### [Records for the task]
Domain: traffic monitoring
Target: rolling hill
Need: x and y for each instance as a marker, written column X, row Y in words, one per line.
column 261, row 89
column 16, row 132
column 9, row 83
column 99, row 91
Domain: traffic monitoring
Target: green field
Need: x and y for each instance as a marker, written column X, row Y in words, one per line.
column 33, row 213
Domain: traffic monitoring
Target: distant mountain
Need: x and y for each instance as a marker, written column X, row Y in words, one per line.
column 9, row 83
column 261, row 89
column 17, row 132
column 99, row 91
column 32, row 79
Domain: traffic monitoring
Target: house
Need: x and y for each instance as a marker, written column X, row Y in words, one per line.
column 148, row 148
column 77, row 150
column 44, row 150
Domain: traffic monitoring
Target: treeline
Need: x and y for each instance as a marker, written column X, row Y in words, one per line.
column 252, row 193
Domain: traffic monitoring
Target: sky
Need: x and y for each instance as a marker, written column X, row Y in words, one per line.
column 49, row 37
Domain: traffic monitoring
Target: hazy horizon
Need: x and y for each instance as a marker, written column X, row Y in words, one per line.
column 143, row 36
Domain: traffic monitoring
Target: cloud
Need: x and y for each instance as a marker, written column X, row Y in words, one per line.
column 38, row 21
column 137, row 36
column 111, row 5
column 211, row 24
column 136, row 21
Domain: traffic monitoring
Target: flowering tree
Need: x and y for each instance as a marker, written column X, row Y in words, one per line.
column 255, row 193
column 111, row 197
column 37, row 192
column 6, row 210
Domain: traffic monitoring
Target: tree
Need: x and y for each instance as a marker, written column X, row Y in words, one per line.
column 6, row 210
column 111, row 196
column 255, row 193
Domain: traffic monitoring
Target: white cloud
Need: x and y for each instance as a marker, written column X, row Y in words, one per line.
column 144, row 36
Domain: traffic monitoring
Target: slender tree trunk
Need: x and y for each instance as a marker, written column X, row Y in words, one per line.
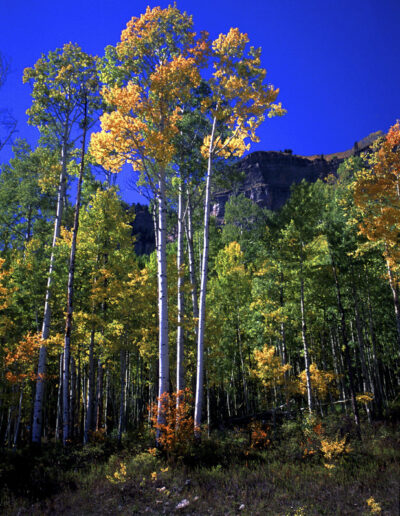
column 40, row 381
column 90, row 396
column 59, row 398
column 99, row 396
column 70, row 291
column 180, row 378
column 347, row 357
column 203, row 291
column 305, row 344
column 18, row 422
column 396, row 301
column 163, row 375
column 121, row 422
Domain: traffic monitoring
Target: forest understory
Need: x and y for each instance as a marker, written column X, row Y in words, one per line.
column 241, row 471
column 247, row 366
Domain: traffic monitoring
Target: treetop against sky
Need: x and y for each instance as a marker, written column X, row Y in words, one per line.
column 334, row 62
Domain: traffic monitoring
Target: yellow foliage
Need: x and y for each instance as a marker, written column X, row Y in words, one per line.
column 270, row 369
column 120, row 475
column 366, row 397
column 322, row 382
column 374, row 506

### [Task brief]
Reproduce the records above exactly, starting with the line that contains "Target: yellow foliage" and ending with the last line.

### [Reply]
Target: yellow foliage
Need: x and y for each instance as a marker, written column X, row Y in words, one per line.
column 270, row 369
column 120, row 475
column 366, row 397
column 322, row 382
column 374, row 506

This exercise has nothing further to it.